Requirements ->
Reproduce the data between the lines holding "flowing water and record the pixel coordinates." and "foam and record the pixel coordinates.", inclusive, substituting "marker" for every occurrence of "single point" and changing nothing else.

Stored records ->
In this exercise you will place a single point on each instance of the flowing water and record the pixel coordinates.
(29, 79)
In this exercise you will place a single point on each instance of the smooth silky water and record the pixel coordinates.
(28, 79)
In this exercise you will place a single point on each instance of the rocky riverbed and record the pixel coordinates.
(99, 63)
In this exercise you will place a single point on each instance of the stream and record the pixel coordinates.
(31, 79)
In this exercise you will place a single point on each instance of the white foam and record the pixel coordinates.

...

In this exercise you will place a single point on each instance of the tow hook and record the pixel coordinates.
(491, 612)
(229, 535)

Written solution ->
In this exercise you will place a marker on each instance of the flowing water and record the pixel coordinates.
(29, 79)
In this exercise you will place a marker on each instance of the smooth silky water and record the pixel coordinates.
(28, 79)
In this exercise you will place a marker on each instance of the rocky riverbed and record the pixel coordinates.
(99, 63)
In this exercise you will place a marker on each instance of the stream and record the pixel coordinates.
(31, 79)
In this exercise you will place a marker on each instance of the white foam and record the pixel coordinates.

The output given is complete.